:: Problem description ::
Set down all of the entries below word for word, with the pictures left out.
[Exercise data]
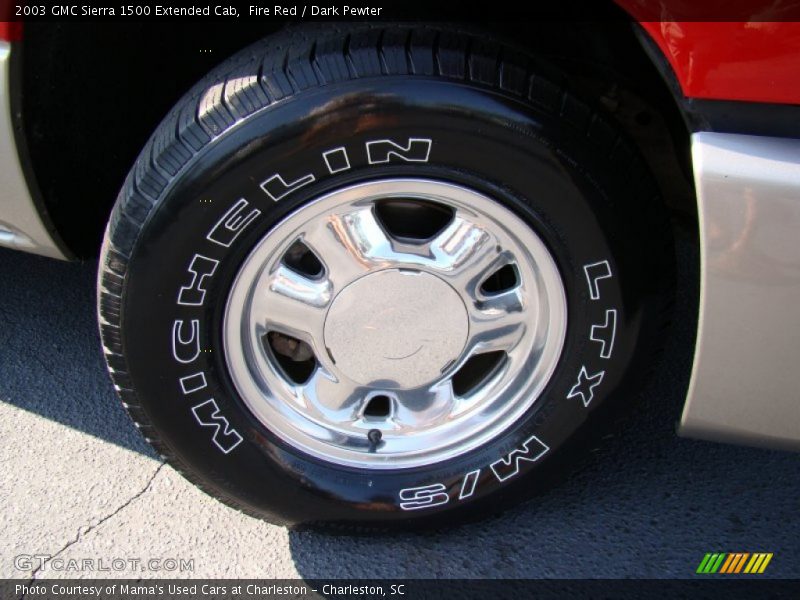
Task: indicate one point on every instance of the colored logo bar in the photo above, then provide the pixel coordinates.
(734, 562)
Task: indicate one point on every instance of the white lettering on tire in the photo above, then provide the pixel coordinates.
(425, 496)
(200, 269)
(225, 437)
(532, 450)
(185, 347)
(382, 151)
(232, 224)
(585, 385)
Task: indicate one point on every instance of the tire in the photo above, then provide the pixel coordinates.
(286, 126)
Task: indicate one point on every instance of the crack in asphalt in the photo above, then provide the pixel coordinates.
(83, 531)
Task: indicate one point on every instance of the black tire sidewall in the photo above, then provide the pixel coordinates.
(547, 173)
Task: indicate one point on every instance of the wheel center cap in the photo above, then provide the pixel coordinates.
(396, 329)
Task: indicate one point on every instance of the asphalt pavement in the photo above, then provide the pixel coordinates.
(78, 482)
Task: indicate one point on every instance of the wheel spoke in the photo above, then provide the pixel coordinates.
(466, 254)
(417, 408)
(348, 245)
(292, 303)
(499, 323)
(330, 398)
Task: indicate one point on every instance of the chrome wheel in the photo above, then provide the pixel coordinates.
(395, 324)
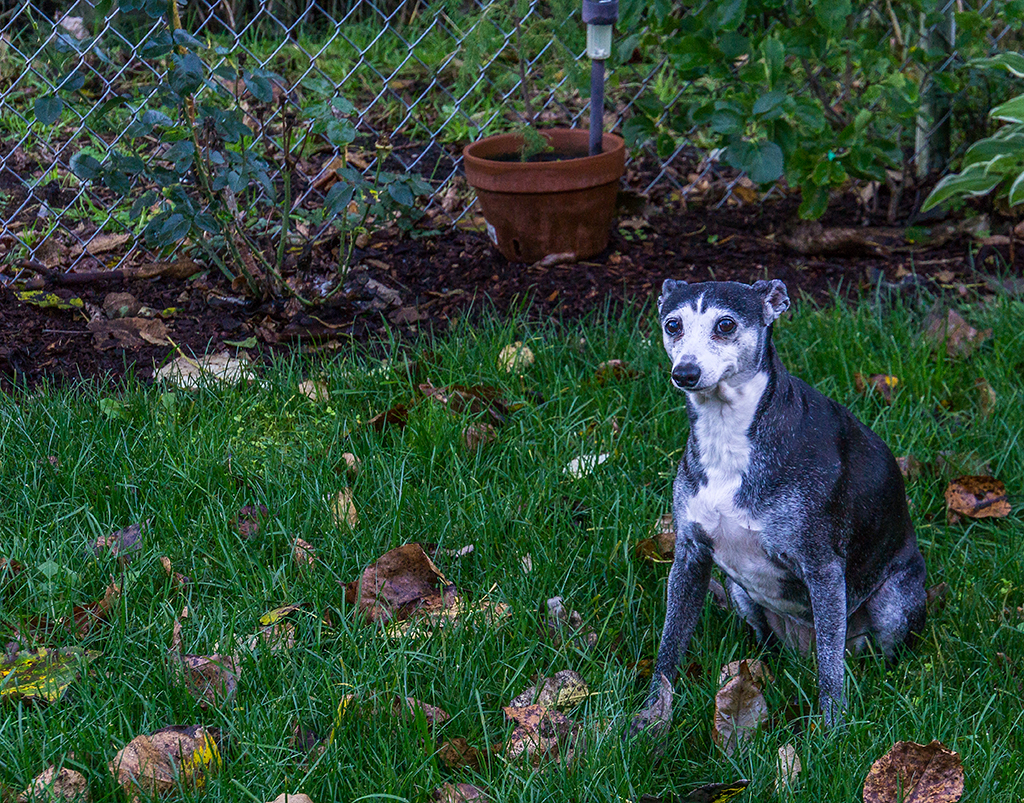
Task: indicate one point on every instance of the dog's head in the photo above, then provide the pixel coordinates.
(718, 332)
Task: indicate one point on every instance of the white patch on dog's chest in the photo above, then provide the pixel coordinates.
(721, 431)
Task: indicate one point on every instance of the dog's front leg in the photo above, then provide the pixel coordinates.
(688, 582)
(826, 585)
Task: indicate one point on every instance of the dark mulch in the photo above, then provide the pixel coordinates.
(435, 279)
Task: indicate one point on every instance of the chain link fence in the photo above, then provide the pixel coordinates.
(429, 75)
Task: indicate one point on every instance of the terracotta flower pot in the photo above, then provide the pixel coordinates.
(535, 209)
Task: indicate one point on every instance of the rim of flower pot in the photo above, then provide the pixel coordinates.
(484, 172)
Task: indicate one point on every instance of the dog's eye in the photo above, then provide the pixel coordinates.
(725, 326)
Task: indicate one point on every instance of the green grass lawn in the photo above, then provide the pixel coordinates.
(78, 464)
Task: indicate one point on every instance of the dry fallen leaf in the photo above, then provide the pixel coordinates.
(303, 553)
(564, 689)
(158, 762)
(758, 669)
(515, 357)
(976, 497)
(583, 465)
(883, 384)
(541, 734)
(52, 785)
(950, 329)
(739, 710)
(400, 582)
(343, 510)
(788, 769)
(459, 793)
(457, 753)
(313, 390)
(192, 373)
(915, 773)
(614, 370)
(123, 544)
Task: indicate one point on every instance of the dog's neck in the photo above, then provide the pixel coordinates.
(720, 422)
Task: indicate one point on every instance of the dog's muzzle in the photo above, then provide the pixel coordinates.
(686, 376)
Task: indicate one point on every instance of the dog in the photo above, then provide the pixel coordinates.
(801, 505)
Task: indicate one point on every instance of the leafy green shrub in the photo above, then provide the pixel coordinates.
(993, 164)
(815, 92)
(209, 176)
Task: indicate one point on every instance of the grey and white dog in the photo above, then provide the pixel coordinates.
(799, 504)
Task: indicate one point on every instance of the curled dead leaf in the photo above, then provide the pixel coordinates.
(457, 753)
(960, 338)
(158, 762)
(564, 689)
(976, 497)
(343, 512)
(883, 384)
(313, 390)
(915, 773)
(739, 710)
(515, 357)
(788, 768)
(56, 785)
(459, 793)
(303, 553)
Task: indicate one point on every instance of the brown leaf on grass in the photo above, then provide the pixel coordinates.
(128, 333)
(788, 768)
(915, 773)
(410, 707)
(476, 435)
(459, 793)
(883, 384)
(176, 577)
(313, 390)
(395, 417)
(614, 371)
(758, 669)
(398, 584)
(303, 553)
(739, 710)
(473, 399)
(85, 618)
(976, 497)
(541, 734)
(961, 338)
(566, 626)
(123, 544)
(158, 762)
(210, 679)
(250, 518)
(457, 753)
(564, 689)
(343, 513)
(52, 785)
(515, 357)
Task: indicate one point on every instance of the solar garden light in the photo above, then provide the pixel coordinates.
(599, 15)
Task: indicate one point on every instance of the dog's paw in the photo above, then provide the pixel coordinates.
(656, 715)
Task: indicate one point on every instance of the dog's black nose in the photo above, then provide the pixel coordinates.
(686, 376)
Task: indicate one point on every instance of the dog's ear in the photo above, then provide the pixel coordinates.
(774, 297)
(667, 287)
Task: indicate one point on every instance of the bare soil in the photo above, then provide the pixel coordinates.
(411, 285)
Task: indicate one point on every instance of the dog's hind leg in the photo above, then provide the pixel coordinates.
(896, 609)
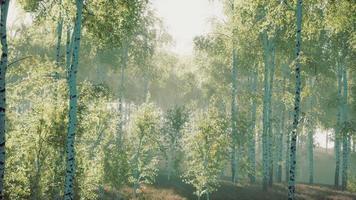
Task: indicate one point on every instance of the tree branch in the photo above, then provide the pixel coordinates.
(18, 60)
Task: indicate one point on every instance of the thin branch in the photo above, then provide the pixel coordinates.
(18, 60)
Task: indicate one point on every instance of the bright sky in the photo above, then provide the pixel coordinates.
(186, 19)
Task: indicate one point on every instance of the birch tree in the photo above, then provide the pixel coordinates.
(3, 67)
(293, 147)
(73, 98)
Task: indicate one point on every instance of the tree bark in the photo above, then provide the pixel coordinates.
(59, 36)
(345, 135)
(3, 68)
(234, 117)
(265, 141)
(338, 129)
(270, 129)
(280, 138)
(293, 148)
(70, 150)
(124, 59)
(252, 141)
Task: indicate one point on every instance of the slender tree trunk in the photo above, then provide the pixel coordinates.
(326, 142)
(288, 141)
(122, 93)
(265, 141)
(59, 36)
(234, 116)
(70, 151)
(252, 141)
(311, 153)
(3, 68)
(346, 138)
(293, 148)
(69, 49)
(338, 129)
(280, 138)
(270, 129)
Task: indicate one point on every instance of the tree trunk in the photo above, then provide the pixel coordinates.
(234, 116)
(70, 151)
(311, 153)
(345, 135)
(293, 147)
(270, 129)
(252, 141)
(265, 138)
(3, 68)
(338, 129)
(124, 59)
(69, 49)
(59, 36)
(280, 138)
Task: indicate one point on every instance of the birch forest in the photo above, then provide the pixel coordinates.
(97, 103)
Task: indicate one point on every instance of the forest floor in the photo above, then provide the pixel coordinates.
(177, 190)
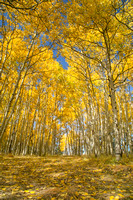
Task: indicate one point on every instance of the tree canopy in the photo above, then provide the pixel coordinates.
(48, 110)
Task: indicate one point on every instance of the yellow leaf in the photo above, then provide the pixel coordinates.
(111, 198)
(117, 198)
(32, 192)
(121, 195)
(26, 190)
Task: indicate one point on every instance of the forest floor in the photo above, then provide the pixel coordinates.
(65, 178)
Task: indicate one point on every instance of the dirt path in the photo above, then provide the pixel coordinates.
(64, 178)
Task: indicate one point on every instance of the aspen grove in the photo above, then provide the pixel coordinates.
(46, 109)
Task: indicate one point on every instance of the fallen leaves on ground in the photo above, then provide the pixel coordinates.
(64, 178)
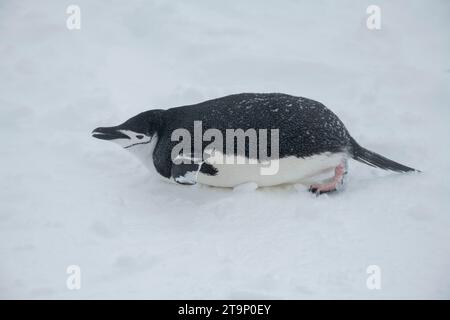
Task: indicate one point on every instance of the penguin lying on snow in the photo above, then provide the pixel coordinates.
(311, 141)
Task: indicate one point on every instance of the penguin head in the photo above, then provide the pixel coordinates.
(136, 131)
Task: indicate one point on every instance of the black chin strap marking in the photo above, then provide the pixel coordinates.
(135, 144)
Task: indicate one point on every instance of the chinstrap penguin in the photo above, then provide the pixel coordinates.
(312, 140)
[/Exercise data]
:: Result for this task ::
Task: indicate one point on every instance of the colored logo bar in the photo above, then provide the pixel coordinates.
(734, 562)
Task: indicate one point on every instance of the white lettering on tire in the photo above, then provide the pixel coordinates.
(425, 496)
(200, 269)
(225, 437)
(532, 450)
(185, 347)
(382, 151)
(232, 224)
(585, 385)
Task: indicate one point on every instance of the tire in the photo above, then provide the pixel coordinates.
(286, 126)
Task: indicate one point on every instance of the crack in asphalt in the photo above, then provide the pixel coordinates.
(83, 531)
Task: indicate one point on every instance of the black tire sidewall in the photo above, then provide the pixel coordinates.
(547, 173)
Task: indicate one point on every instance of the wheel center cap in the photo above, then provide the pixel coordinates.
(396, 329)
Task: indicate one point on every instance of the asphalt pavement in the photo above, then provide the pixel coordinates.
(78, 482)
Task: indicate one point on every instance of the wheel spoke in the photo above, then provide the pixel coordinates.
(466, 254)
(417, 408)
(348, 245)
(292, 303)
(499, 323)
(330, 398)
Task: indicate one point on every instance of the chrome wheel in the photo above, then provide the pixel coordinates.
(395, 324)
Task: indicate one point on every instance of the dog's head in the photo above, then provide the pixel coordinates.
(718, 332)
Task: indicate one point on every instance of the white patch on dog's chest in the photo above, then provide the pixel coordinates.
(721, 431)
Task: indicate one point on every instance of the dog's front leg in the photo above, then provide the pixel coordinates.
(688, 582)
(826, 585)
Task: indicate one point on every instance of the dark mulch in the photo above, then provide the pixel coordinates.
(435, 279)
Task: indicate one point on every instance of the chain link fence in the photo above, then provide the pixel coordinates.
(429, 75)
Task: indicate one point on every instance of the terracotta flower pot in the photo above, then provide the pixel coordinates.
(535, 209)
Task: indicate one point on every instance of the rim of flower pot in the photo above, then provide the pixel coordinates.
(484, 172)
Task: indicate one point on every instance of the dog's eye in the photo above, then provide the pixel coordinates.
(725, 326)
Task: indicate one point on every instance of the green grass lawn in the photo above, then provide the pixel coordinates.
(78, 464)
Task: indicate one point on every instance of the dry fallen leaf in the photo above, then provide the pixel coordinates.
(303, 553)
(564, 689)
(158, 762)
(758, 669)
(515, 357)
(976, 497)
(583, 465)
(883, 384)
(541, 734)
(52, 785)
(950, 329)
(739, 710)
(400, 582)
(343, 510)
(788, 769)
(459, 793)
(457, 753)
(313, 390)
(192, 373)
(915, 773)
(614, 370)
(123, 544)
Task: indicate one point on every instance of the dog's neck in the photo above, then provide the pixel coordinates.
(720, 422)
Task: indicate one point on every instance of the dog's muzzle in the photo above, then provide the pixel coordinates.
(686, 376)
Task: indicate one point on every instance of the dog in the photo above, then provide the pixel coordinates.
(801, 505)
Task: indicate one point on every instance of the leafy green shrub in the photo above, then provide the pixel coordinates.
(993, 164)
(815, 92)
(209, 176)
Task: indicate one point on every instance of the grey and white dog in the photo above, then provide the pixel coordinates.
(799, 504)
Task: indicate one point on every instance of the curled dead leaf in the photo above, then provide the pixel coordinates.
(457, 753)
(960, 338)
(158, 762)
(564, 689)
(976, 497)
(343, 512)
(883, 384)
(313, 390)
(915, 773)
(739, 710)
(515, 357)
(788, 768)
(56, 785)
(459, 793)
(303, 553)
Task: indicate one point on every instance of the brown leaf on grass in the photo above, then provide the pixel coordinates.
(128, 333)
(788, 768)
(915, 773)
(410, 707)
(476, 435)
(459, 793)
(883, 384)
(176, 577)
(313, 390)
(395, 417)
(614, 371)
(758, 669)
(398, 584)
(303, 553)
(739, 710)
(473, 399)
(85, 618)
(976, 497)
(541, 734)
(961, 338)
(566, 626)
(123, 544)
(158, 762)
(210, 679)
(250, 518)
(457, 753)
(564, 689)
(343, 513)
(52, 785)
(515, 357)
Task: indicate one point on every instance of the solar garden light in the photo above, then provide the pixel coordinates.
(599, 15)
Task: indicate one point on every instance of the dog's paw in the photo above, then provide the pixel coordinates.
(656, 715)
Task: indicate one point on every instance of the dog's black nose in the photo above, then provide the pixel coordinates.
(686, 376)
Task: indicate one point on every instance of the dog's ear in the photo above, then provide the pixel coordinates.
(774, 297)
(667, 287)
Task: indicate one point on every instance of the bare soil in the photo above, then provide the pixel coordinates.
(411, 285)
Task: indicate one point on every instance of the dog's hind leg in the photo above, then provide the pixel coordinates.
(896, 609)
Task: indicate one point on every instance of the tree branch in the photo above, then provide the pixel coordinates.
(18, 60)
Task: indicate one point on every instance of the thin branch in the photo above, then provide the pixel coordinates.
(18, 60)
Task: indicate one point on every instance of the bright sky in the photo above, then provide the pixel coordinates.
(186, 19)
Task: indicate one point on every instance of the birch tree in the photo above, then provide the pixel coordinates.
(3, 67)
(293, 147)
(73, 98)
Task: indicate one point on every instance of the tree bark in the photo above, then provide the pixel coordinates.
(59, 36)
(345, 135)
(3, 68)
(234, 117)
(265, 141)
(338, 129)
(270, 129)
(280, 138)
(293, 148)
(70, 150)
(124, 59)
(252, 141)
Task: indicate one point on every instance of the slender tree trunk in the photo above, then provide the pixel coordinates.
(326, 142)
(288, 141)
(122, 93)
(265, 141)
(59, 36)
(234, 116)
(70, 151)
(252, 141)
(311, 153)
(3, 68)
(346, 138)
(293, 148)
(69, 49)
(338, 129)
(280, 138)
(270, 129)
Task: indicate one point on every instance of the tree trunk in the photo above, then provide the pixel coordinates.
(234, 116)
(70, 151)
(311, 153)
(345, 135)
(293, 147)
(270, 129)
(252, 141)
(265, 138)
(3, 68)
(338, 129)
(124, 59)
(69, 49)
(59, 36)
(280, 138)
Task: indicate one point on every instance of the birch forest in the photo above, then provide the pixel coordinates.
(97, 103)
Task: indicate one point on every instance of the forest floor in the photo above, then provide the pixel coordinates.
(177, 190)
Task: indicate one point on every instance of the tree canopy in the photo above, then provide the pixel coordinates.
(48, 110)
Task: indicate one point on every instance of the yellow leaf in the photo above, then provide the pixel coordinates.
(111, 198)
(117, 198)
(32, 192)
(121, 195)
(26, 190)
Task: indicate one point on every instance of the forest floor in the photo above, then provide the pixel coordinates.
(65, 178)
Task: indicate one point on every instance of the dirt path in the photo above, then provide the pixel coordinates.
(64, 178)
Task: indicate one point on every instance of the aspen grove in the photo above, then provide the pixel coordinates.
(46, 109)
Task: indicate one point on every instance of the fallen leaves on ground in the photo above, then provide the pixel coordinates.
(64, 178)
Task: indicate one point on every instance of the penguin lying on snow in the photo above, then provide the pixel coordinates.
(311, 141)
Task: indicate one point on every instance of the penguin head in the photo above, then provide the pixel coordinates.
(136, 131)
Task: indicate one point on every instance of the black chin strap marking in the photo above, then provide the pixel coordinates.
(135, 144)
Task: indicate one point on every instance of the chinstrap penguin in the photo above, then provide the pixel coordinates.
(312, 140)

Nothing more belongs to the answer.